TEXT TO READ
# # # # # # #
You And Your Kids Should Watch "Steven Universe." Here's Why.

By Lindsay Amer

Let me tell you about the best show on television. Its premise is endlessly creative, the art beautifully rendered, the stories superbly queer, and it is primarily made for kids (10+). Steven Universe might be a children’s cartoon on Cartoon Network, but it is oh so much more. If you don’t already watch it, you absolutely should.More importantly, you should watch it with your kid(s).

The show’s creator, Rebecca Sugar, is Cartoon Network’s first female showrunner and an out and proud queer lady! In Steven Universe, Sugar transports us to the quirky queer world of Beach City, populated by futuristic characters known as “gems,” who are genderless, and Steven, who is half-gem, half-human boy. There’s a lot more to it, but gems are essentially aliens with superpowers named for gemstones. The show follows Steven as he navigates his half-gem identity, learns more about the mysterious gem-homeworld, and goes on Earth-saving adventures!

Before the series begins, we learn that Steven’s mother (Rose Quartz, his gem parent) is no longer around so he is raised by three characters known as the Crystal Gems: Garnet, Pearl, and Amethyst. Steven’s parental figures (all voiced by female actors of color!) model an unconventional family structure while providing a solid feminist foundation for the show’s lessons with a strong girl power vibe. While gems are generally described by the show’s creators as “gender-less,” the Crystal Gems themselves are female-identifying and use feminine pronouns. Garnet, a tall, full-hipped stoic gem with future-vision, leads the group. Fellow Crystal Gem, Pearl, is slender, graceful, and feminine, and can also work a sword like nobody’s business. And finally, Amethyst is a short, carefree gem with a rebellious streak and an insatiable appetite. All are so different from each other, but complement and strengthen one another in times of need.
# # # # # # #
WHAT YOU NEED TO DO
1. Reproduce the passage of the Steven Universe article starting at "Let me tell" and ending at "with your kid(s).".
2. In the Steven Universe article, which of the Crystal Gems leads the group?
The listing after this article plays no part in the work.

COLLECTED DATA
# # # # # # #
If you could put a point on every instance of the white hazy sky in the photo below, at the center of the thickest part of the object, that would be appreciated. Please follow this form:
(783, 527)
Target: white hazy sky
# # # # # # #
RESPONSES PER TASK
1.
Let me tell you about the best show on television. Its premise is endlessly creative, the art beautifully rendered, the stories superbly queer, and it is primarily made for kids (10+). Steven Universe might be a children’s cartoon on Cartoon Network, but it is oh so much more. If you don’t already watch it, you absolutely should.More importantly, you should watch it with your kid(s).

2. Garnet leads the group.